PROBLEM DETAILS: Transcribe the entries below exactly.
-=-=-=-=-
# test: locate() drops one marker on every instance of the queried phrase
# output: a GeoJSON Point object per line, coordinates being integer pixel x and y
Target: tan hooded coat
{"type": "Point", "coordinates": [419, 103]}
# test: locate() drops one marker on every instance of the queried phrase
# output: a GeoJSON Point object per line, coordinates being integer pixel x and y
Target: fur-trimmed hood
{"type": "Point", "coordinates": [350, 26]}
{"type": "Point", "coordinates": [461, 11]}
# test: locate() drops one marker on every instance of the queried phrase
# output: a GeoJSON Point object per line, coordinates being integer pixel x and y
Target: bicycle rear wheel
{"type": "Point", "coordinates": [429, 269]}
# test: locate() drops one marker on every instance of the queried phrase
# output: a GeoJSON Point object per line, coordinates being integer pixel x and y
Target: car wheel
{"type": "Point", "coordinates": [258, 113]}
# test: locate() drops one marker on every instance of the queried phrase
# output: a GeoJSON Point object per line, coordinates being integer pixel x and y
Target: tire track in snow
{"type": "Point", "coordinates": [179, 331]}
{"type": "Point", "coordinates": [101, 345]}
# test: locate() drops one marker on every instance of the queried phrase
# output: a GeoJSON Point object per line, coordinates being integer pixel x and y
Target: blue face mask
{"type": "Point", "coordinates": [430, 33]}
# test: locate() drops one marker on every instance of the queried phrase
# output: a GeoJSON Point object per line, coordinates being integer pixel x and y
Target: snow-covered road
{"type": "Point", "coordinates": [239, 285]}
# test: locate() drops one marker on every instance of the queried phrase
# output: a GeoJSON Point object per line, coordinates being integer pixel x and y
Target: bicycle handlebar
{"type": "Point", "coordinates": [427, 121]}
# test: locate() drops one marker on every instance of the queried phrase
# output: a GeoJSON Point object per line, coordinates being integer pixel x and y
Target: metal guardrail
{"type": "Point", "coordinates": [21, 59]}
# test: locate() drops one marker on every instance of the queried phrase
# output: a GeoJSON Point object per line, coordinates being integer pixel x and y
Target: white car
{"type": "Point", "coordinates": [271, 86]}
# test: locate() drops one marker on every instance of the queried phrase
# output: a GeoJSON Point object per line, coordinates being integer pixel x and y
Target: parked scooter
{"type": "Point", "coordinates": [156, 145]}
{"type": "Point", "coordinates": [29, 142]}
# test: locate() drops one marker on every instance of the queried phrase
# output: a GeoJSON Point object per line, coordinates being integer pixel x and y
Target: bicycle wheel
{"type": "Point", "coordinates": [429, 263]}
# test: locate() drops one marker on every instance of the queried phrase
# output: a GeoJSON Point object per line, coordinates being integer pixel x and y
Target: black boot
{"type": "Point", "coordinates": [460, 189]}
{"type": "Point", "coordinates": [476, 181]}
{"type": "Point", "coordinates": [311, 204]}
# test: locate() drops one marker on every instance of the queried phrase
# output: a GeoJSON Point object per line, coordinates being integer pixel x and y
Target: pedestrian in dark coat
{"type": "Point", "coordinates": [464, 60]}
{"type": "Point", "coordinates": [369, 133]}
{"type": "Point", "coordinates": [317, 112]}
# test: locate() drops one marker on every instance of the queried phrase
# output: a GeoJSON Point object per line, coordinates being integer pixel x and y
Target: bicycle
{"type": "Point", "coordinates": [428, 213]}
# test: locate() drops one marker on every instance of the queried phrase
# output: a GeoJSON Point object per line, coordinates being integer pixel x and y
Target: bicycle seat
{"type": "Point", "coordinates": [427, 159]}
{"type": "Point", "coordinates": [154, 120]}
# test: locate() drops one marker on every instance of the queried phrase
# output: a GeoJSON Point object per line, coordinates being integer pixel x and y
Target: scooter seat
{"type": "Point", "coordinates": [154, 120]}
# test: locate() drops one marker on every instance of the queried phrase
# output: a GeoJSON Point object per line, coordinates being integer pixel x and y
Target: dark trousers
-=-=-=-=-
OUTPUT OF THE EXERCISE:
# test: locate() drops one marker on every instance of the queried phrase
# output: a GeoJSON Point object per line, coordinates being integer pixel x and y
Target: tan hooded coat
{"type": "Point", "coordinates": [419, 103]}
# test: locate() drops one marker on every instance of the queried phrase
# output: a GeoJSON Point object per line, coordinates being integer pixel x and y
Target: fur-trimmed hood
{"type": "Point", "coordinates": [350, 26]}
{"type": "Point", "coordinates": [461, 11]}
# test: locate() drops one marker on every instance of the queried phrase
# output: a GeoJSON Point object per line, coordinates being integer pixel x and y
Target: bicycle rear wheel
{"type": "Point", "coordinates": [429, 269]}
# test: locate() drops one marker on every instance of the queried phrase
# output: a GeoJSON Point object per line, coordinates being integer pixel x and y
Target: car wheel
{"type": "Point", "coordinates": [258, 113]}
# test: locate() drops one marker on every instance of the queried phrase
# output: a GeoJSON Point object per line, coordinates being integer pixel x and y
Target: tire track in snow
{"type": "Point", "coordinates": [179, 331]}
{"type": "Point", "coordinates": [101, 345]}
# test: locate() drops one marker on every instance of the queried phrase
# output: a GeoJSON Point object per line, coordinates being integer pixel x and y
Target: blue face mask
{"type": "Point", "coordinates": [430, 33]}
# test: locate() drops one marker on every instance of the queried phrase
# output: a GeoJSON Point object per line, coordinates being integer pixel x and y
Target: snow-covered road
{"type": "Point", "coordinates": [239, 285]}
# test: locate() drops one marker on every instance of the queried phrase
# output: a GeoJSON Point object per line, coordinates being integer pixel x and y
Target: bicycle handlebar
{"type": "Point", "coordinates": [427, 121]}
# test: locate() drops one marker on every instance of the queried phrase
# output: a GeoJSON Point object per line, coordinates being integer pixel x and y
Target: metal guardrail
{"type": "Point", "coordinates": [21, 59]}
# test: locate() drops one marker on every instance of the queried phrase
# output: a GeoJSON Point object per line, coordinates being integer pixel x and y
Target: white car
{"type": "Point", "coordinates": [271, 86]}
# test: locate() drops one marker on every instance of the queried phrase
# output: a GeoJSON Point object per line, coordinates being integer pixel x and y
Target: parked scooter
{"type": "Point", "coordinates": [156, 145]}
{"type": "Point", "coordinates": [29, 142]}
# test: locate() drops one marker on every instance of the queried phrase
# output: a GeoJSON Point object per line, coordinates being integer pixel x and y
Target: bicycle wheel
{"type": "Point", "coordinates": [429, 263]}
# test: locate() drops one marker on every instance of the queried phrase
# output: a GeoJSON Point object per line, coordinates being integer pixel x and y
Target: black boot
{"type": "Point", "coordinates": [460, 189]}
{"type": "Point", "coordinates": [476, 181]}
{"type": "Point", "coordinates": [311, 204]}
# test: locate() drops one marker on every instance of the queried phrase
# output: a GeoJSON Point object per line, coordinates being integer pixel x and y
Target: pedestrian in dark coat
{"type": "Point", "coordinates": [464, 60]}
{"type": "Point", "coordinates": [369, 133]}
{"type": "Point", "coordinates": [317, 112]}
# test: locate() drops one marker on every instance of the queried phrase
# output: a GeoJSON Point object per line, coordinates being integer pixel x and y
Target: bicycle
{"type": "Point", "coordinates": [428, 213]}
# test: locate() drops one marker on every instance of the queried phrase
# output: a GeoJSON Point object per line, coordinates being integer pixel x and y
Target: bicycle seat
{"type": "Point", "coordinates": [427, 159]}
{"type": "Point", "coordinates": [154, 120]}
# test: locate() drops one marker on every instance of the queried phrase
# output: a GeoJSON Point object per line, coordinates being integer pixel x and y
Target: scooter seat
{"type": "Point", "coordinates": [154, 120]}
# test: locate() drops one marker on every instance of the queried phrase
# output: a GeoJSON Point object per line, coordinates being integer pixel x and y
Target: dark trousers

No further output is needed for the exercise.